[Source]
From what we discussed so far, we can identify that the API-driven layered architecture is a great foundation to build an effective integration platform. At the same time, if your organization is moving towards the more cutting-edge technologies like container platforms and cloud-native, that architecture needs to be flexible enough to let those capabilities into the platform. As an example, if most of the existing components are going to be deployed in containers, your integration platform should be able to deploy in containers and complement other components. If those components are deployed in a microservices type of architecture with each service having its own API gateways, that sort of architecture should be supported by the integration platform. Let’s discuss how to build a modern cloud-native architecture with an extension to the layered architecture we discussed before.

Understanding the modern IT requirements

Enterprise Application Integration (EAI) is a complex problem to solve and different software vendors have come up with different software products like ESB, Application Server, Message Broker, API Gateways, Load Balancers, Proxy Servers, and many other forms. These products have evolved from monolithic, heavyweight, high-performing runtimes to lean, modularized, micro-runtimes. Microservices Architecture (MSA) is having a major impact on the way architects design their enterprise software systems. The requirements which were there 10 years ago have been drastically changed due to modern advancements of MSA, Containers, DevOps, Agility and mainly due to crazy customer demands.

Let’s start with an understanding of the challenges with a traditional ESB/Message Broker style integration solution first.

  • Hard to scale — If you want to support an increased load during the release of a new product/service or during a festive season, setting up a new instance of an existing service needs to deploy an entire instance of the server and also requires shutting down of the existing system and restart along with the new instance.
  • Hard to manage — Deploying a new service, updating the operating systems, libraries, and other runtime components, applying updates, finding the root cause of an issue sort of management activities are time-consuming and depend on multiple CoE teams which creates a lot of friction
  • Hard to innovate — Because of the separation of teams (CoE) and time it takes to execute certain activities and the lack of automation makes it harder to innovate at a rate where competitors are going. The legacy message formats and protocols supported by the system makes it harder to provide new forms of experiences (e.g. mobile) to the customers
  • Resource under-utilization — Since the deployments are done on physical or virtual resources that were designed to cater to the peak loads, there is a significant underutilization of the resources during the normal operation.
  • Distributed user identities — This is a much bigger problem on its own. In a typical enterprise platform with heterogeneous systems, users are managed separately by those systems since they are not aware of the existence of other systems at the time of the design. Because of this, most systems have their own user stores and this causes the end-users to create and remember multiple user accounts and log into systems separately.
  • Hard to monitor/troubleshoot — Another challenge with this sort of a disconnected platform that was built with systems that are designed in isolation is that it is harder to monitor and troubleshoot when things go wrong. Each system has its own ways of logging details and there is no connection between these log entries. That makes debugging and troubleshooting issues really hard.

[Task prompt] In the integration architecture text, why are resources underused during normal operation? The data has no connection to the integration architecture text.

[Collected data]
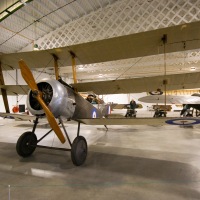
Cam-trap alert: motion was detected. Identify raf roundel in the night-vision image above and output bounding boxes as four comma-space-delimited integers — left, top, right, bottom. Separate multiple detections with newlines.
165, 118, 200, 126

[Full output] Deployments run on physical or virtual resources designed to handle peak loads.